-- Start of STORED RECORDS --

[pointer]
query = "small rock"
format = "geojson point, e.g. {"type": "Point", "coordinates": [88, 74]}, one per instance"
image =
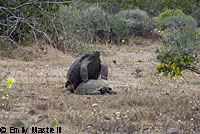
{"type": "Point", "coordinates": [172, 131]}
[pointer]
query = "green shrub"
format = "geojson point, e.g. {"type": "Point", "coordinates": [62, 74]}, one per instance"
{"type": "Point", "coordinates": [175, 19]}
{"type": "Point", "coordinates": [196, 15]}
{"type": "Point", "coordinates": [97, 24]}
{"type": "Point", "coordinates": [94, 23]}
{"type": "Point", "coordinates": [136, 20]}
{"type": "Point", "coordinates": [179, 51]}
{"type": "Point", "coordinates": [177, 22]}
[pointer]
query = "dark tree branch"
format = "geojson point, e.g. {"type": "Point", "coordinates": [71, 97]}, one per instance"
{"type": "Point", "coordinates": [43, 2]}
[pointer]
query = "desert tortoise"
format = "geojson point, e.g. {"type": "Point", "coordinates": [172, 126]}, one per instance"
{"type": "Point", "coordinates": [87, 67]}
{"type": "Point", "coordinates": [94, 87]}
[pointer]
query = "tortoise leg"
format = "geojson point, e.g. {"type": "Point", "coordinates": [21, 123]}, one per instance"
{"type": "Point", "coordinates": [104, 71]}
{"type": "Point", "coordinates": [84, 72]}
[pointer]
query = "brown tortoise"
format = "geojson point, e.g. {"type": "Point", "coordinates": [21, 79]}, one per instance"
{"type": "Point", "coordinates": [86, 67]}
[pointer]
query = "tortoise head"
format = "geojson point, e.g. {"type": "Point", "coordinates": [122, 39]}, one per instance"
{"type": "Point", "coordinates": [94, 55]}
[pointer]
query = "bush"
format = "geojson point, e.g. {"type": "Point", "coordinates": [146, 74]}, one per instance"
{"type": "Point", "coordinates": [136, 20]}
{"type": "Point", "coordinates": [179, 51]}
{"type": "Point", "coordinates": [97, 24]}
{"type": "Point", "coordinates": [175, 19]}
{"type": "Point", "coordinates": [196, 15]}
{"type": "Point", "coordinates": [177, 22]}
{"type": "Point", "coordinates": [94, 23]}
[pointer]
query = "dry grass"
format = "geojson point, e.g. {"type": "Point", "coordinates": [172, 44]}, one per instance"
{"type": "Point", "coordinates": [147, 104]}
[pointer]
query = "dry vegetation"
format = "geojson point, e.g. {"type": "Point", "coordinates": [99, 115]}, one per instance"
{"type": "Point", "coordinates": [145, 103]}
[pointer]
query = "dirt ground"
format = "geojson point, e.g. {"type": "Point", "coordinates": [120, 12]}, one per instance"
{"type": "Point", "coordinates": [146, 103]}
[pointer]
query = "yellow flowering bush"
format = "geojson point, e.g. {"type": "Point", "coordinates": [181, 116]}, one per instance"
{"type": "Point", "coordinates": [179, 52]}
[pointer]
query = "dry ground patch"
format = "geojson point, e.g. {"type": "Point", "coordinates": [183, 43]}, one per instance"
{"type": "Point", "coordinates": [145, 103]}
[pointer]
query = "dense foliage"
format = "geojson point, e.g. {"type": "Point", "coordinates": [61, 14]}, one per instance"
{"type": "Point", "coordinates": [175, 19]}
{"type": "Point", "coordinates": [180, 51]}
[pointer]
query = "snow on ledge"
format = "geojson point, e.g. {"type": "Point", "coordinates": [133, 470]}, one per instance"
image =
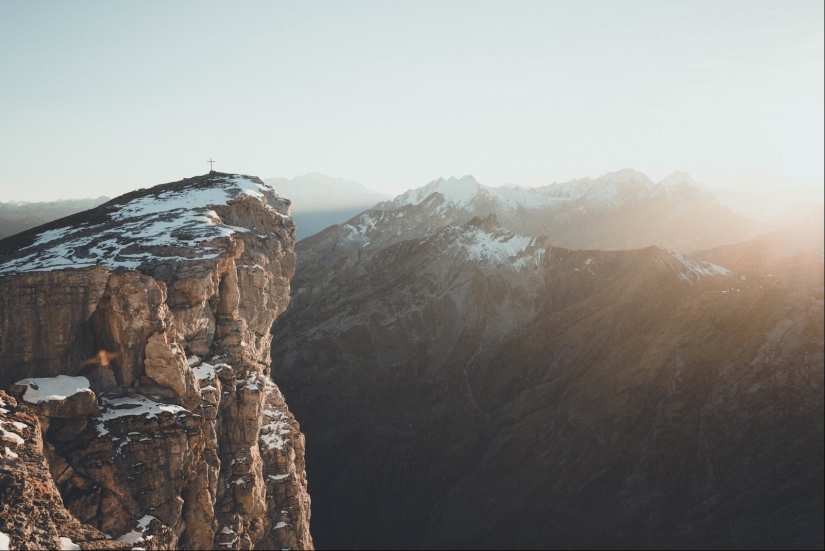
{"type": "Point", "coordinates": [46, 389]}
{"type": "Point", "coordinates": [134, 406]}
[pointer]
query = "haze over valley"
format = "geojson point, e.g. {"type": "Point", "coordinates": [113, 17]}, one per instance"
{"type": "Point", "coordinates": [412, 275]}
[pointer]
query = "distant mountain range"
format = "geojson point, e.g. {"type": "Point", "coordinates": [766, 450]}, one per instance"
{"type": "Point", "coordinates": [620, 210]}
{"type": "Point", "coordinates": [466, 379]}
{"type": "Point", "coordinates": [320, 201]}
{"type": "Point", "coordinates": [16, 217]}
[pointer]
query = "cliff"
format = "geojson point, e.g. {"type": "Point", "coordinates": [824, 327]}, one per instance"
{"type": "Point", "coordinates": [138, 334]}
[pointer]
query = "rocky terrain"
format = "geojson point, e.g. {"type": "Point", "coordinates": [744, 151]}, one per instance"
{"type": "Point", "coordinates": [321, 201]}
{"type": "Point", "coordinates": [485, 388]}
{"type": "Point", "coordinates": [134, 347]}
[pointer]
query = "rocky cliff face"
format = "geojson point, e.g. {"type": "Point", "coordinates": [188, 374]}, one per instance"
{"type": "Point", "coordinates": [156, 307]}
{"type": "Point", "coordinates": [484, 389]}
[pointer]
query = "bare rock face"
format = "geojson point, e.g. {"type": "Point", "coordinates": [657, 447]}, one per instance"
{"type": "Point", "coordinates": [32, 513]}
{"type": "Point", "coordinates": [178, 439]}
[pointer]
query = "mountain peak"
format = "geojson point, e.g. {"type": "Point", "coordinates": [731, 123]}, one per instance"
{"type": "Point", "coordinates": [175, 222]}
{"type": "Point", "coordinates": [458, 191]}
{"type": "Point", "coordinates": [678, 177]}
{"type": "Point", "coordinates": [624, 175]}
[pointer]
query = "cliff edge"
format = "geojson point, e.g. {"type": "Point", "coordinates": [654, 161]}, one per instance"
{"type": "Point", "coordinates": [138, 335]}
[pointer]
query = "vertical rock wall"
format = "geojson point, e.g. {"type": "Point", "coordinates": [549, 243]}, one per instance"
{"type": "Point", "coordinates": [193, 445]}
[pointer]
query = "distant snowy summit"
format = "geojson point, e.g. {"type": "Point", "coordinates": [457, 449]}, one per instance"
{"type": "Point", "coordinates": [180, 221]}
{"type": "Point", "coordinates": [608, 191]}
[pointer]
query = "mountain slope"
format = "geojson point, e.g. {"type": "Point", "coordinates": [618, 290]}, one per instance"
{"type": "Point", "coordinates": [620, 210]}
{"type": "Point", "coordinates": [487, 389]}
{"type": "Point", "coordinates": [322, 201]}
{"type": "Point", "coordinates": [18, 217]}
{"type": "Point", "coordinates": [137, 334]}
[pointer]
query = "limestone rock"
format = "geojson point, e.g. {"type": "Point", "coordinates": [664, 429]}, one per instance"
{"type": "Point", "coordinates": [32, 513]}
{"type": "Point", "coordinates": [170, 298]}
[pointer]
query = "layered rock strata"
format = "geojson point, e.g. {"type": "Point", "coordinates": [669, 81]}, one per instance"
{"type": "Point", "coordinates": [163, 300]}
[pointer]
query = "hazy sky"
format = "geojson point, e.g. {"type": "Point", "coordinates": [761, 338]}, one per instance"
{"type": "Point", "coordinates": [104, 97]}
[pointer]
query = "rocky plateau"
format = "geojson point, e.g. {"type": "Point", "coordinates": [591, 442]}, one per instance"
{"type": "Point", "coordinates": [134, 353]}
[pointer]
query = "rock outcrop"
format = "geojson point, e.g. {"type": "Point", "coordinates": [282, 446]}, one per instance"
{"type": "Point", "coordinates": [163, 300]}
{"type": "Point", "coordinates": [485, 389]}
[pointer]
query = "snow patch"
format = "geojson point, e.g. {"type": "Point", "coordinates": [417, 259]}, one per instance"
{"type": "Point", "coordinates": [46, 389]}
{"type": "Point", "coordinates": [67, 544]}
{"type": "Point", "coordinates": [135, 405]}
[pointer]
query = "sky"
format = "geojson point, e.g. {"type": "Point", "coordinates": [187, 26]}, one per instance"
{"type": "Point", "coordinates": [100, 98]}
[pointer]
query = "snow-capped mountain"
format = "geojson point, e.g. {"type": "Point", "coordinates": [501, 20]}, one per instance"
{"type": "Point", "coordinates": [467, 367]}
{"type": "Point", "coordinates": [321, 201]}
{"type": "Point", "coordinates": [620, 210]}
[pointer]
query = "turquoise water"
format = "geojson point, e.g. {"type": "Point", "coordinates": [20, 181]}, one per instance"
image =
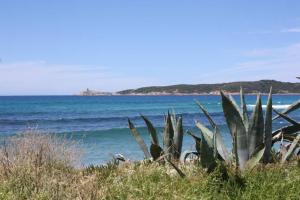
{"type": "Point", "coordinates": [100, 123]}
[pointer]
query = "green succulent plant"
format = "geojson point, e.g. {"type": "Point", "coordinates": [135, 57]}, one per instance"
{"type": "Point", "coordinates": [252, 138]}
{"type": "Point", "coordinates": [172, 138]}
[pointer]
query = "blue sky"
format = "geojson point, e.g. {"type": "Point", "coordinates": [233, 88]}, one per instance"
{"type": "Point", "coordinates": [62, 47]}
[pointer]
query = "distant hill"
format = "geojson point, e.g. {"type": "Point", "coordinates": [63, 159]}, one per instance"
{"type": "Point", "coordinates": [261, 86]}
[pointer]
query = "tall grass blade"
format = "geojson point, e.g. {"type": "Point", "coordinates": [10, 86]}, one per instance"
{"type": "Point", "coordinates": [139, 139]}
{"type": "Point", "coordinates": [178, 137]}
{"type": "Point", "coordinates": [207, 158]}
{"type": "Point", "coordinates": [156, 151]}
{"type": "Point", "coordinates": [244, 109]}
{"type": "Point", "coordinates": [220, 145]}
{"type": "Point", "coordinates": [237, 130]}
{"type": "Point", "coordinates": [256, 157]}
{"type": "Point", "coordinates": [168, 136]}
{"type": "Point", "coordinates": [197, 141]}
{"type": "Point", "coordinates": [291, 149]}
{"type": "Point", "coordinates": [268, 129]}
{"type": "Point", "coordinates": [256, 128]}
{"type": "Point", "coordinates": [151, 130]}
{"type": "Point", "coordinates": [289, 109]}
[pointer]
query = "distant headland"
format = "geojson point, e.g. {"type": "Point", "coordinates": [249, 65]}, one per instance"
{"type": "Point", "coordinates": [250, 87]}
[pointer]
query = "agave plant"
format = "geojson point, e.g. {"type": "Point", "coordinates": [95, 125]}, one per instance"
{"type": "Point", "coordinates": [252, 138]}
{"type": "Point", "coordinates": [172, 138]}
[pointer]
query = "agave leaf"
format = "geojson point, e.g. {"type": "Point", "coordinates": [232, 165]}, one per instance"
{"type": "Point", "coordinates": [156, 151]}
{"type": "Point", "coordinates": [151, 130]}
{"type": "Point", "coordinates": [268, 129]}
{"type": "Point", "coordinates": [211, 121]}
{"type": "Point", "coordinates": [221, 147]}
{"type": "Point", "coordinates": [139, 139]}
{"type": "Point", "coordinates": [173, 119]}
{"type": "Point", "coordinates": [291, 149]}
{"type": "Point", "coordinates": [289, 109]}
{"type": "Point", "coordinates": [197, 141]}
{"type": "Point", "coordinates": [256, 157]}
{"type": "Point", "coordinates": [287, 130]}
{"type": "Point", "coordinates": [237, 130]}
{"type": "Point", "coordinates": [178, 137]}
{"type": "Point", "coordinates": [256, 128]}
{"type": "Point", "coordinates": [186, 154]}
{"type": "Point", "coordinates": [287, 118]}
{"type": "Point", "coordinates": [207, 133]}
{"type": "Point", "coordinates": [235, 104]}
{"type": "Point", "coordinates": [244, 109]}
{"type": "Point", "coordinates": [219, 143]}
{"type": "Point", "coordinates": [168, 136]}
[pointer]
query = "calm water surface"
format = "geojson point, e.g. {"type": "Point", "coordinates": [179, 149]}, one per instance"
{"type": "Point", "coordinates": [100, 123]}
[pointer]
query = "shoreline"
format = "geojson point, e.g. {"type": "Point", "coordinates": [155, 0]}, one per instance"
{"type": "Point", "coordinates": [187, 94]}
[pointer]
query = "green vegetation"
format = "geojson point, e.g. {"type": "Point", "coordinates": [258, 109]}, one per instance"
{"type": "Point", "coordinates": [172, 138]}
{"type": "Point", "coordinates": [42, 166]}
{"type": "Point", "coordinates": [36, 166]}
{"type": "Point", "coordinates": [252, 138]}
{"type": "Point", "coordinates": [233, 87]}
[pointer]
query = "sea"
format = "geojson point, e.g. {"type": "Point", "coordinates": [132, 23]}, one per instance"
{"type": "Point", "coordinates": [98, 124]}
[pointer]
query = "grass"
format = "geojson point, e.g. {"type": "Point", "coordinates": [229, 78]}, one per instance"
{"type": "Point", "coordinates": [38, 166]}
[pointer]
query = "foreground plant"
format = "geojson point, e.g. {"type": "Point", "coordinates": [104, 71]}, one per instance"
{"type": "Point", "coordinates": [252, 138]}
{"type": "Point", "coordinates": [172, 138]}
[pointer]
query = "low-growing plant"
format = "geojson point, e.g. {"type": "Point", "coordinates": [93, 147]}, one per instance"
{"type": "Point", "coordinates": [172, 138]}
{"type": "Point", "coordinates": [252, 138]}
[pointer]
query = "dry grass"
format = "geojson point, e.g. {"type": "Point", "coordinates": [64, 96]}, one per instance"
{"type": "Point", "coordinates": [39, 166]}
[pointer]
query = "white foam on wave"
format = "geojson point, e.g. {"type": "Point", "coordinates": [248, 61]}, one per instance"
{"type": "Point", "coordinates": [283, 106]}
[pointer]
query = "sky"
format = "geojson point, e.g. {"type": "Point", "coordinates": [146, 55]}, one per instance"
{"type": "Point", "coordinates": [62, 47]}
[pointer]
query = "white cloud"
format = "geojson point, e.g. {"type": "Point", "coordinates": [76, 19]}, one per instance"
{"type": "Point", "coordinates": [40, 77]}
{"type": "Point", "coordinates": [291, 30]}
{"type": "Point", "coordinates": [282, 63]}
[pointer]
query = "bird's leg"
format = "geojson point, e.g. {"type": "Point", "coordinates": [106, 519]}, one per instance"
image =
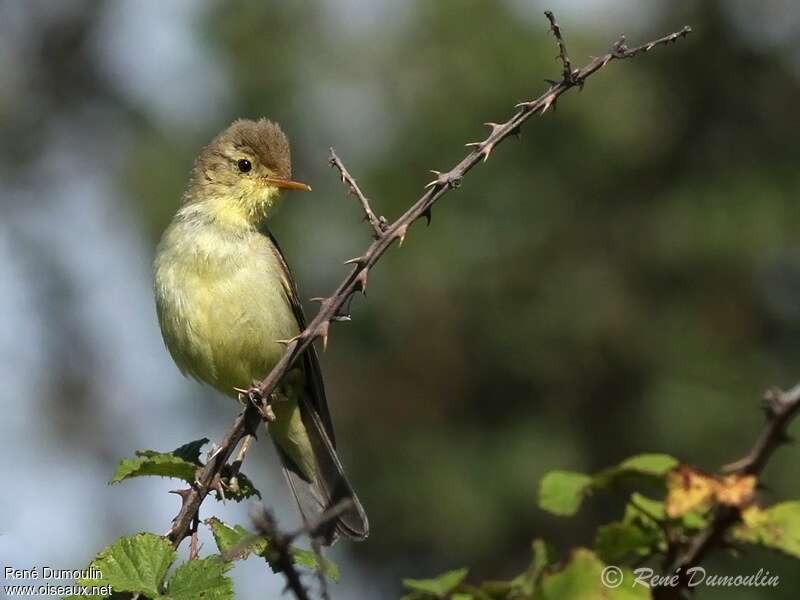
{"type": "Point", "coordinates": [252, 395]}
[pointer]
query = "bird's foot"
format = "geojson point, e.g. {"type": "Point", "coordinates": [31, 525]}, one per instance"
{"type": "Point", "coordinates": [252, 395]}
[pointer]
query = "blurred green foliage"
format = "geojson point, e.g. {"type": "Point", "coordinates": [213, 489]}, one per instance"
{"type": "Point", "coordinates": [625, 278]}
{"type": "Point", "coordinates": [620, 280]}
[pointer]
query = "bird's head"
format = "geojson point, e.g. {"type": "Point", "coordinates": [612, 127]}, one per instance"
{"type": "Point", "coordinates": [240, 175]}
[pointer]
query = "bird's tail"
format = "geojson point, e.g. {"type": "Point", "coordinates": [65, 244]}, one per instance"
{"type": "Point", "coordinates": [328, 486]}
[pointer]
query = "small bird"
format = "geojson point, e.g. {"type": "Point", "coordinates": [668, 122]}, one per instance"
{"type": "Point", "coordinates": [225, 299]}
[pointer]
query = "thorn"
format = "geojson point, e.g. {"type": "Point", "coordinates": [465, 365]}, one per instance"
{"type": "Point", "coordinates": [548, 102]}
{"type": "Point", "coordinates": [487, 150]}
{"type": "Point", "coordinates": [184, 493]}
{"type": "Point", "coordinates": [773, 402]}
{"type": "Point", "coordinates": [361, 280]}
{"type": "Point", "coordinates": [495, 126]}
{"type": "Point", "coordinates": [322, 332]}
{"type": "Point", "coordinates": [401, 234]}
{"type": "Point", "coordinates": [216, 485]}
{"type": "Point", "coordinates": [290, 340]}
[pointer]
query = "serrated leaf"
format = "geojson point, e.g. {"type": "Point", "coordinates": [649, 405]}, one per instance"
{"type": "Point", "coordinates": [310, 560]}
{"type": "Point", "coordinates": [562, 492]}
{"type": "Point", "coordinates": [777, 527]}
{"type": "Point", "coordinates": [582, 578]}
{"type": "Point", "coordinates": [150, 462]}
{"type": "Point", "coordinates": [191, 452]}
{"type": "Point", "coordinates": [136, 564]}
{"type": "Point", "coordinates": [245, 543]}
{"type": "Point", "coordinates": [438, 587]}
{"type": "Point", "coordinates": [201, 579]}
{"type": "Point", "coordinates": [616, 542]}
{"type": "Point", "coordinates": [235, 538]}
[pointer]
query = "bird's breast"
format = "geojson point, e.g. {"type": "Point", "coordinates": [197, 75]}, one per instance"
{"type": "Point", "coordinates": [222, 306]}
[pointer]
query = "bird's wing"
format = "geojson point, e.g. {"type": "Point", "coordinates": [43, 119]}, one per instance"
{"type": "Point", "coordinates": [310, 361]}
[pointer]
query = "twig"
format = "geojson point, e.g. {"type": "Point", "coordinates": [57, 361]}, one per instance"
{"type": "Point", "coordinates": [378, 223]}
{"type": "Point", "coordinates": [356, 281]}
{"type": "Point", "coordinates": [781, 408]}
{"type": "Point", "coordinates": [279, 549]}
{"type": "Point", "coordinates": [280, 545]}
{"type": "Point", "coordinates": [563, 56]}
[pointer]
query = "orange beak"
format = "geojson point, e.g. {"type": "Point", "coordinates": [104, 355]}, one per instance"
{"type": "Point", "coordinates": [287, 184]}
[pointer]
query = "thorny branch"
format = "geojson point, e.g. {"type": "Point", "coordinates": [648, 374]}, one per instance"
{"type": "Point", "coordinates": [333, 308]}
{"type": "Point", "coordinates": [780, 408]}
{"type": "Point", "coordinates": [378, 223]}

-- End of STORED RECORDS --

■ GOAL: State the number of lines in the records above that contain the string "bush". Give only the number.

■ TASK ANSWER: 2